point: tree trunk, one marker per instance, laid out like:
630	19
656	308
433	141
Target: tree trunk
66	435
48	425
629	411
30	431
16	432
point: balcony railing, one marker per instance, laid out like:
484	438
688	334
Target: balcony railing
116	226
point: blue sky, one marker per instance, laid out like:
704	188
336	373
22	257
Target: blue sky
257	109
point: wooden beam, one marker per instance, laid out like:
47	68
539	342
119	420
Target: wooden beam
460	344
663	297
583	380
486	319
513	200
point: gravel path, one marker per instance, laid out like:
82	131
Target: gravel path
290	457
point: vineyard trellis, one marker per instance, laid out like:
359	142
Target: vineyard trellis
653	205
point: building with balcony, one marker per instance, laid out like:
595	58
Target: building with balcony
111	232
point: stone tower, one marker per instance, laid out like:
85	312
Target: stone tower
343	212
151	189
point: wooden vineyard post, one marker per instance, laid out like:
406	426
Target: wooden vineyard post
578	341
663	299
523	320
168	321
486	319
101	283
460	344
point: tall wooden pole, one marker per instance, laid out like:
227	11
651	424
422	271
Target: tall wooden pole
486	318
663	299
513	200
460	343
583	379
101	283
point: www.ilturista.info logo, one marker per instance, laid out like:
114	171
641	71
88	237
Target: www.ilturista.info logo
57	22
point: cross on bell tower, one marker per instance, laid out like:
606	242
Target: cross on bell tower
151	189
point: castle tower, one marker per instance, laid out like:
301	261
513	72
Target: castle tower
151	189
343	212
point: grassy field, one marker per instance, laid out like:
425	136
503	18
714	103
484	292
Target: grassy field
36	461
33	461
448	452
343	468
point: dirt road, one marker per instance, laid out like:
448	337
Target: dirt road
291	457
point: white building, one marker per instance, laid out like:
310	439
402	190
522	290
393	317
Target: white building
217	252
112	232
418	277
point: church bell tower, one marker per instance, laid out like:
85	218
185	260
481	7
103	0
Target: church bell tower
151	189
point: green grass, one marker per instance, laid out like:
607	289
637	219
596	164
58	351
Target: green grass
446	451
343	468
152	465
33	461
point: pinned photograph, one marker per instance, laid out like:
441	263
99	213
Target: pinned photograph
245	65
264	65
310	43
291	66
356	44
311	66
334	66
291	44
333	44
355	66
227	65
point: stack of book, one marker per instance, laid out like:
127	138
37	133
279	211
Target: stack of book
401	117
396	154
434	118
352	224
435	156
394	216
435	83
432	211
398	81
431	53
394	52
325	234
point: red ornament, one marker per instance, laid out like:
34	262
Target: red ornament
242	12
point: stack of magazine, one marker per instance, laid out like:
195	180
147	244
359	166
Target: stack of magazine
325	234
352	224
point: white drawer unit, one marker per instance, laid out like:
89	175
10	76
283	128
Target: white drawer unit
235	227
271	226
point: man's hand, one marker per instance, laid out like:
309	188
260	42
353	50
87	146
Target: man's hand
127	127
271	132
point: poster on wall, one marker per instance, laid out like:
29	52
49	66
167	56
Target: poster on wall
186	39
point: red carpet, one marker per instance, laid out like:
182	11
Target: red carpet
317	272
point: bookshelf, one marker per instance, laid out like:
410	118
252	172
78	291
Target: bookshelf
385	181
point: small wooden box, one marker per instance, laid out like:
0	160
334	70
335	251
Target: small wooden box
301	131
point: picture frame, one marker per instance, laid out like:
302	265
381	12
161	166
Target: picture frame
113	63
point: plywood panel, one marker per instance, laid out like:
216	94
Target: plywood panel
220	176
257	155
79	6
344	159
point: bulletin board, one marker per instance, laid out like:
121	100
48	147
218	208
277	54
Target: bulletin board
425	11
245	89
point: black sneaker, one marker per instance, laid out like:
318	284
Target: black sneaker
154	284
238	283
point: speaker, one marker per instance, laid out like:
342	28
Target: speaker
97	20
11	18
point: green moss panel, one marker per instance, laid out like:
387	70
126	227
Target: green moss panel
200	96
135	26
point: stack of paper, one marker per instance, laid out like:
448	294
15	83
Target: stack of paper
-------------------------
**Problem to solve**
Rewrite every line of the listing above as a JSON list of strings, one string per line, and leave out blank lines.

**Response**
[
  "point: tree trunk, one marker per instance, laid out like:",
  "630\t19",
  "656\t308",
  "433\t141",
  "Target: tree trunk",
  "66\t435",
  "48\t425",
  "629\t411",
  "30\t431",
  "16\t432",
  "point: balcony railing, one marker per instance, laid out like:",
  "484\t438",
  "688\t334",
  "Target: balcony railing",
  "116\t226",
  "point: blue sky, one marker per instance, laid out like:",
  "704\t188",
  "336\t373",
  "22\t257",
  "Target: blue sky",
  "257\t109",
  "point: wooden beam, one marker per instance, laid out like:",
  "47\t68",
  "539\t342",
  "119\t420",
  "Target: wooden beam",
  "460\t344",
  "663\t297",
  "583\t380",
  "486\t319",
  "513\t200",
  "point: gravel path, one marker per instance, laid out like:",
  "82\t131",
  "Target: gravel path",
  "290\t457",
  "point: vineyard trellis, one marker per instance, laid out like:",
  "359\t142",
  "Target: vineyard trellis",
  "653\t205",
  "point: building with balcony, one marker per instance, laid out like:",
  "595\t58",
  "Target: building with balcony",
  "111\t232",
  "point: stone tower, one marker per instance, laid out like:",
  "85\t312",
  "Target: stone tower",
  "343\t212",
  "151\t189",
  "point: wooden vineyard post, one marker per instance, laid out like:",
  "406\t426",
  "Target: wooden vineyard post",
  "578\t341",
  "663\t299",
  "523\t320",
  "168\t321",
  "486\t319",
  "101\t283",
  "460\t344",
  "point: tall wooden pole, one marker per instance, laid out like:",
  "227\t11",
  "651\t424",
  "422\t271",
  "Target: tall wooden pole",
  "486\t318",
  "663\t299",
  "513\t200",
  "460\t343",
  "583\t379",
  "101\t283",
  "point: www.ilturista.info logo, one marker per instance, laid out like:",
  "114\t171",
  "641\t71",
  "88\t237",
  "Target: www.ilturista.info logo",
  "57\t22",
  "point: cross on bell tower, one marker per instance, laid out like:",
  "606\t242",
  "Target: cross on bell tower",
  "151\t189",
  "point: castle tower, one marker per instance, laid out like:",
  "301\t261",
  "513\t72",
  "Target: castle tower",
  "151\t189",
  "343\t212",
  "point: grassy field, one marker per instance, laid out like:",
  "425\t136",
  "503\t18",
  "714\t103",
  "484\t292",
  "Target: grassy field",
  "36\t461",
  "33\t461",
  "448\t452",
  "343\t468",
  "point: dirt road, one marker per instance, laid out like:",
  "448\t337",
  "Target: dirt road",
  "291\t457",
  "point: white building, one marker per instance, laid out like:",
  "310\t439",
  "402\t190",
  "522\t290",
  "393\t317",
  "Target: white building",
  "217\t252",
  "112\t232",
  "418\t277",
  "point: church bell tower, one marker per instance, laid out like:",
  "85\t218",
  "185\t260",
  "481\t7",
  "103\t0",
  "Target: church bell tower",
  "151\t189",
  "point: green grass, one marker per instance, laid out like:",
  "607\t289",
  "637\t219",
  "596\t164",
  "58\t351",
  "Target: green grass",
  "446\t451",
  "343\t468",
  "152\t465",
  "33\t461",
  "point: pinned photograph, one marker per instance, laid out like:",
  "441\t263",
  "99\t213",
  "Target: pinned photograph",
  "245\t65",
  "264\t65",
  "310\t43",
  "291\t66",
  "356\t44",
  "311\t66",
  "334\t66",
  "291\t44",
  "333\t44",
  "355\t66",
  "227\t65",
  "point: stack of book, one marker per instance, laid out like:",
  "127\t138",
  "37\t133",
  "279\t211",
  "Target: stack of book",
  "401\t117",
  "396\t154",
  "434\t118",
  "352\t224",
  "435\t156",
  "394\t216",
  "435\t83",
  "432\t211",
  "398\t81",
  "431\t53",
  "394\t52",
  "325\t234",
  "point: red ornament, one marker per instance, laid out like:",
  "34\t262",
  "Target: red ornament",
  "242\t12",
  "point: stack of magazine, one marker per instance, laid out like:",
  "195\t180",
  "147\t244",
  "359\t166",
  "Target: stack of magazine",
  "325\t234",
  "352\t224",
  "point: white drawer unit, one marker per instance, laid out like:",
  "89\t175",
  "10\t76",
  "283\t128",
  "Target: white drawer unit",
  "235\t227",
  "271\t226",
  "point: man's hand, one marker per instance, laid out like:",
  "309\t188",
  "260\t42",
  "353\t50",
  "87\t146",
  "Target: man's hand",
  "127\t127",
  "271\t132",
  "point: poster on wall, one marker per instance, laid out like:",
  "29\t52",
  "49\t66",
  "167\t56",
  "Target: poster on wall",
  "186\t39",
  "point: red carpet, one marker per instance, laid out like:",
  "182\t11",
  "Target: red carpet",
  "317\t272",
  "point: bookshelf, one marker per instance, laid out like:",
  "410\t118",
  "252\t172",
  "78\t291",
  "Target: bookshelf",
  "385\t181",
  "point: small wooden box, one marker per instance, laid out like:",
  "0\t160",
  "334\t70",
  "335\t251",
  "Target: small wooden box",
  "301\t131",
  "point: picture frame, one marker per instance, laid out like:",
  "302\t265",
  "381\t12",
  "161\t166",
  "Target: picture frame",
  "113\t63",
  "point: plywood panel, one marker per instance, laid out like:",
  "216\t94",
  "Target: plywood panel",
  "220\t176",
  "257\t155",
  "79\t6",
  "344\t159",
  "point: bulletin board, one marker per instance, laid out like:",
  "121\t100",
  "48\t147",
  "218\t208",
  "277\t54",
  "Target: bulletin board",
  "425\t11",
  "245\t89",
  "point: black sneaker, one marker per instance, laid out like:",
  "318\t284",
  "Target: black sneaker",
  "154\t284",
  "238\t283",
  "point: speaker, one marker per instance, laid out like:",
  "342\t28",
  "Target: speaker",
  "97\t20",
  "11\t18",
  "point: green moss panel, one marker per instance, laid out like:",
  "387\t70",
  "126\t227",
  "Target: green moss panel",
  "200\t96",
  "135\t26",
  "point: stack of paper, one marker per instance, laid out like:",
  "448\t294",
  "15\t83",
  "Target: stack of paper"
]